### Given request 1
Answer these from the piece on Chapter 38, one line each:
(a) Who chaired the Policy Committee when Chapter 38 was most recently reviewed, and in what year?
(b) Which section is cited for the law's stated public purpose?
(c) On what date did the City Council hold the fee conversion votes?

Michael Pang lives in Honolulu.

Jerry Burris' commentary of Dec. 8, "Term limit can prompt hasty vote," may be plausible in other issues, but not for the fee conversion votes by the City Council on Dec. 4.

I believe the four nonreturning council members who approved condemning the leased fee for the projects in question would have voted the same way — whether or not their terms were up. They were the longest in office and as such, had the most experience and best insight into this confusing issue. The facts prove this.

Opposing council members and landowners believe that the law is flawed and needs to be reviewed. However, Chapter 38 has a long history of debate and discussion. It has been reviewed before, most recently in 1999 by Duke Bainum, then chair of the Policy Committee. Also, its public purpose was upheld by the Hawai'i Supreme Court in May.

Further, just about every aspect of this law has been challenged in court over the past 12 years and it is still there. If the law had flaws, it would have been long gone. The law, its public purpose and intended effect are sound.

The purpose of Chapter 38 is to get us out of an antiquated residential leasehold system. In fact, the stated public purpose of the law is to give the right to convert to fee simple to all lessees (Section 38-1.1). It is not to break up a land oligopoly, which was the public purpose of Land Reform (leased fee condemnation for single family properties).

### Data supplied
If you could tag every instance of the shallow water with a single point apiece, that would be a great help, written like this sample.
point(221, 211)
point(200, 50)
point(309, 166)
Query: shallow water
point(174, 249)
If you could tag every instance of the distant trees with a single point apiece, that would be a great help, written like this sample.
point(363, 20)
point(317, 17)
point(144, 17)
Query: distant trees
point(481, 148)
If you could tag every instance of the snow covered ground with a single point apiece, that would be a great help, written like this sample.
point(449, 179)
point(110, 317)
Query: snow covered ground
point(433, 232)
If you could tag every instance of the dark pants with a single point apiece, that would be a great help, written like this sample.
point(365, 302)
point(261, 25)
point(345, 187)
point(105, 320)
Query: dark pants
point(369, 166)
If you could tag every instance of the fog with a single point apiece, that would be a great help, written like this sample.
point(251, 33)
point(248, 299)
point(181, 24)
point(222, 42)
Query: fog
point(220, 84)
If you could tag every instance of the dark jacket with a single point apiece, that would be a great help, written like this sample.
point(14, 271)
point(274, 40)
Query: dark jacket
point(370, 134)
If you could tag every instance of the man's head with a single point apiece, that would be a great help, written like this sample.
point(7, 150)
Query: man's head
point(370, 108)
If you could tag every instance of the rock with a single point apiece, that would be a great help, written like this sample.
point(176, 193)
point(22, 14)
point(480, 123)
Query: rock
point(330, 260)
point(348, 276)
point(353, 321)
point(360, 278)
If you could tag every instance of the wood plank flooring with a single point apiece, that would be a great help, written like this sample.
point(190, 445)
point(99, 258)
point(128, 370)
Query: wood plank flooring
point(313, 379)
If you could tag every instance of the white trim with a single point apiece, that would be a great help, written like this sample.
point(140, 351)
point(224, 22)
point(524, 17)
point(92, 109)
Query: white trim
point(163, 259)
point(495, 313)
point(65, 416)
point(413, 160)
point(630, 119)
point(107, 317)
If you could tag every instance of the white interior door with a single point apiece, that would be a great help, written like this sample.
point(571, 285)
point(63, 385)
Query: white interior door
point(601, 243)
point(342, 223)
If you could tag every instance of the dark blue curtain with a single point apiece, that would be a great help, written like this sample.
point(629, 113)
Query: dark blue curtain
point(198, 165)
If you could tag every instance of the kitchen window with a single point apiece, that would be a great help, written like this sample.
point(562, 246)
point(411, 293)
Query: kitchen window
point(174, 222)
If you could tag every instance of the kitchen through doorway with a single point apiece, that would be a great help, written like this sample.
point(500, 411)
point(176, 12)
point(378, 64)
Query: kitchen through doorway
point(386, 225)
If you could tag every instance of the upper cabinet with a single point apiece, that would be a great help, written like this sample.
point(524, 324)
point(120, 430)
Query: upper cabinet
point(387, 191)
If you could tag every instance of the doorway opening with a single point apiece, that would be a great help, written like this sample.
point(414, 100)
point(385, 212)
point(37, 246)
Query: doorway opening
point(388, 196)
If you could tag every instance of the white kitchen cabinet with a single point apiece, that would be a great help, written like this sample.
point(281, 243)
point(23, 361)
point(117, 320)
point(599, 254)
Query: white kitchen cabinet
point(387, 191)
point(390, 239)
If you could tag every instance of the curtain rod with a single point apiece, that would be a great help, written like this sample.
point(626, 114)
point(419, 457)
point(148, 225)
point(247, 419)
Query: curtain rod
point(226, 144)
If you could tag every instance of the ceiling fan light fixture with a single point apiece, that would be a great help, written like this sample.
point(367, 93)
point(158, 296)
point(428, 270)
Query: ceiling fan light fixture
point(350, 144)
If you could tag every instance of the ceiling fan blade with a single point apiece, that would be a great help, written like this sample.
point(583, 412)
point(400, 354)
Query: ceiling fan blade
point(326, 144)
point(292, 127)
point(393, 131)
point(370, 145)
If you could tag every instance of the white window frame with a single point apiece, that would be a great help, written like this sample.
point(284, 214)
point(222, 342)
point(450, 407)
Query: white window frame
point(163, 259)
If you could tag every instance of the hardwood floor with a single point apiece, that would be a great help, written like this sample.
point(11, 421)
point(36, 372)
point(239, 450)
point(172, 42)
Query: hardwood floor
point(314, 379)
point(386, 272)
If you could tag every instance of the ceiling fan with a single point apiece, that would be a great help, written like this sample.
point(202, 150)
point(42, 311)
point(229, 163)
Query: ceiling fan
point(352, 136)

### Given request 2
Rewrite the part of the entries that opens with the line containing "If you could tag every instance of the wood" and closes with the line containing "point(313, 379)", replacing "wood plank flooring" with "timber deck flooring" and leaving everything else unchanged. Return only those lines.

### Written reply 1
(a) Duke Bainum, in 1999.
(b) Section 38-1.1.
(c) Dec. 4.

### Written reply 2
If you could tag every instance of the timber deck flooring with a single point apiece, that would be a great help, written like this sample.
point(190, 445)
point(99, 258)
point(128, 370)
Query: timber deck flooring
point(313, 379)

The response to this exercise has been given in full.